What to produce: Output only the lines below from the one containing "target | dark table surface" to the one containing "target | man's hand shaking", exactly as written, both ends kept.

** Opening Available data block **

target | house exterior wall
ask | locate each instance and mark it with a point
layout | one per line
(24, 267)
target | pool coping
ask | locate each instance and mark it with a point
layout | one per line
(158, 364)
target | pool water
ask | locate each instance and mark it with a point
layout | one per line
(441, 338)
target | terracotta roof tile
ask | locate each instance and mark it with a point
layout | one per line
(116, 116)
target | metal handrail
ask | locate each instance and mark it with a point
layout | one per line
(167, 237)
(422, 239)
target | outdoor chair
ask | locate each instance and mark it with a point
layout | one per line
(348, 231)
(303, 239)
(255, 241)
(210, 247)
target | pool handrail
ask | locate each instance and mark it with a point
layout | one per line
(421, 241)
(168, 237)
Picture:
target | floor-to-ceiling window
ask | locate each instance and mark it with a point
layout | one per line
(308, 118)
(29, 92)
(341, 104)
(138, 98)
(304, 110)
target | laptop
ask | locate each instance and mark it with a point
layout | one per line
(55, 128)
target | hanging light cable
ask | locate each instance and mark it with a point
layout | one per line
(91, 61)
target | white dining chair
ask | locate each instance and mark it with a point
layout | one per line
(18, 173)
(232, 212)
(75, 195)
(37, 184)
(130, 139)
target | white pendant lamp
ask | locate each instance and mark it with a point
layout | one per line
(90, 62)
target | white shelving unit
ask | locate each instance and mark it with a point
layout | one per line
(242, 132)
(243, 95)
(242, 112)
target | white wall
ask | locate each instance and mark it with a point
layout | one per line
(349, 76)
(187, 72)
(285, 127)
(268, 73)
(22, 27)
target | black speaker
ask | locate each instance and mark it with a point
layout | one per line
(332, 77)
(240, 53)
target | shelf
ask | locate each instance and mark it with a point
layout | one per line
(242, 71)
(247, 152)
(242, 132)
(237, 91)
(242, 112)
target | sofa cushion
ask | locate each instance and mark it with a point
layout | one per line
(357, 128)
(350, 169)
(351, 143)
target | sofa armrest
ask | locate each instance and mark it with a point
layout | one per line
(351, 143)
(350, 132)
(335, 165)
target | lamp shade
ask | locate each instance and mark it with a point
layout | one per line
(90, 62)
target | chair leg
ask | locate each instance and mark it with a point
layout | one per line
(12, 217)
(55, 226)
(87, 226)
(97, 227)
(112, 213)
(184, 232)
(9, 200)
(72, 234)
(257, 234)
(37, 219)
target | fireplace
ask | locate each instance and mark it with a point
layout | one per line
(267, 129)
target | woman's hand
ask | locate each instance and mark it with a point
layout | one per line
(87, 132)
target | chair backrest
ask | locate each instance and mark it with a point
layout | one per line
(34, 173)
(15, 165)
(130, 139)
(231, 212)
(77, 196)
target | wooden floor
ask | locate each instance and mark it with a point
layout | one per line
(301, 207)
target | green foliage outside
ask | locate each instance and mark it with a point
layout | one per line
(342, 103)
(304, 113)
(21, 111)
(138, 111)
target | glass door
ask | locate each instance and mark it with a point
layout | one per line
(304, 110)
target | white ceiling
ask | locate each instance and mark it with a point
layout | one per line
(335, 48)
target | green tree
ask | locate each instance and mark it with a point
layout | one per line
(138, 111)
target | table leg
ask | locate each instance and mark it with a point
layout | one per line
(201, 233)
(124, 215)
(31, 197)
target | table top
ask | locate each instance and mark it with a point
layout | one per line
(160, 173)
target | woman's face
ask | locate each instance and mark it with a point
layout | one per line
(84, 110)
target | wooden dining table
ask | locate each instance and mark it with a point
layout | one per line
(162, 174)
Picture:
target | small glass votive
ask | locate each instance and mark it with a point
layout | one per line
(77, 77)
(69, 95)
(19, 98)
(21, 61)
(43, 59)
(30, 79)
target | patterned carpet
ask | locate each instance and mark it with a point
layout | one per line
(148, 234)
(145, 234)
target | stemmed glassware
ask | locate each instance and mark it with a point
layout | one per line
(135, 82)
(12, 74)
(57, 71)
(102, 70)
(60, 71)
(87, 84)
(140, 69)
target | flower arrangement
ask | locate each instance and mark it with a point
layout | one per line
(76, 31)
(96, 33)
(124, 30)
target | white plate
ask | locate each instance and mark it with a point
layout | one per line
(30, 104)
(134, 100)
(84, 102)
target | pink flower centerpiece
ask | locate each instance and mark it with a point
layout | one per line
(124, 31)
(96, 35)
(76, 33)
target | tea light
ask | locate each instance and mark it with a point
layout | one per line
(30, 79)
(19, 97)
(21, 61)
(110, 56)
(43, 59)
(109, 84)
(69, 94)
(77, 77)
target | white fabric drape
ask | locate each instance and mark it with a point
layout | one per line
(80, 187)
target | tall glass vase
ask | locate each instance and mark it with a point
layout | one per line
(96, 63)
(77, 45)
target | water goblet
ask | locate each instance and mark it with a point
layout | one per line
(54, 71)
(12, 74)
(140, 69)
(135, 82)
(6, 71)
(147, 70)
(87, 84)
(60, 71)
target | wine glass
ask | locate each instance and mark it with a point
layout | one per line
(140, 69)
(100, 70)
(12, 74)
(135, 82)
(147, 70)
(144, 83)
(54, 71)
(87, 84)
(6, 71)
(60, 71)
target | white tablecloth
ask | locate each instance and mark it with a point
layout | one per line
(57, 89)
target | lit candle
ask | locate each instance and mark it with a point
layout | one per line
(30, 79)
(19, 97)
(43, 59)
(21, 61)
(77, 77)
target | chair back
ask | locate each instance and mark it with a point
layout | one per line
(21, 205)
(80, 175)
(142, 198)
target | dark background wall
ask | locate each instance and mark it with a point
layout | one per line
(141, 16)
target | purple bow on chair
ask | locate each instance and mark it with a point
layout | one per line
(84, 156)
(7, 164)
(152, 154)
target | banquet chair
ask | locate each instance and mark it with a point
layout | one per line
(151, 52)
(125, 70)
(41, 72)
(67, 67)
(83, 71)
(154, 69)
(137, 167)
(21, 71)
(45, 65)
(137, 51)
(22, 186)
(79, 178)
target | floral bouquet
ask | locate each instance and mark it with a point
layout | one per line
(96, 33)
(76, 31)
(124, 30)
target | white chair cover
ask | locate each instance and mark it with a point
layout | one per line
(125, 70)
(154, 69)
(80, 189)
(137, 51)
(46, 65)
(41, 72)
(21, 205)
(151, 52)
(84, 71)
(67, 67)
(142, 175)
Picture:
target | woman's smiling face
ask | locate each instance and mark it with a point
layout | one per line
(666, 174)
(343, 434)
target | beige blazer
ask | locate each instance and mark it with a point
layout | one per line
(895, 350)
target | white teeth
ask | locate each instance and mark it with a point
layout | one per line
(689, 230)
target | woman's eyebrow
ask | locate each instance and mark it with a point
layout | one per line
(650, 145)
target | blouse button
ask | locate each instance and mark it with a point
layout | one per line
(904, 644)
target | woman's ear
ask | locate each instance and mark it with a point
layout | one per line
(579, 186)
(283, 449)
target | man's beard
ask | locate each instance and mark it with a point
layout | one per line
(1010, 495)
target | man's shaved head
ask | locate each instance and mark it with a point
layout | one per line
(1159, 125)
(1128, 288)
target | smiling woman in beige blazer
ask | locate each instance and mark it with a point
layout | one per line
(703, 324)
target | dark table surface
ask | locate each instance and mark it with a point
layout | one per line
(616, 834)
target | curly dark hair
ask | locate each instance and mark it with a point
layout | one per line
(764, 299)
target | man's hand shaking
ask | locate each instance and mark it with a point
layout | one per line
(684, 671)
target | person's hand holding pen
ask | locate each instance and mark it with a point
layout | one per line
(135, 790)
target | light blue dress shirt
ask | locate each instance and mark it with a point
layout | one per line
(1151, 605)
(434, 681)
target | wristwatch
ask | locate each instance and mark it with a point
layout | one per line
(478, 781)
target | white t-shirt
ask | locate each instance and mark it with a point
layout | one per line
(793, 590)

** Closing Available data block **

Answer for this exercise:
target | dark table surface
ask | locate each instance and mark it with a point
layout | one per line
(616, 834)
target | curly dark hair
ask | locate each instance and mark it with a point
layout | one per line
(764, 299)
target | man's hand shaking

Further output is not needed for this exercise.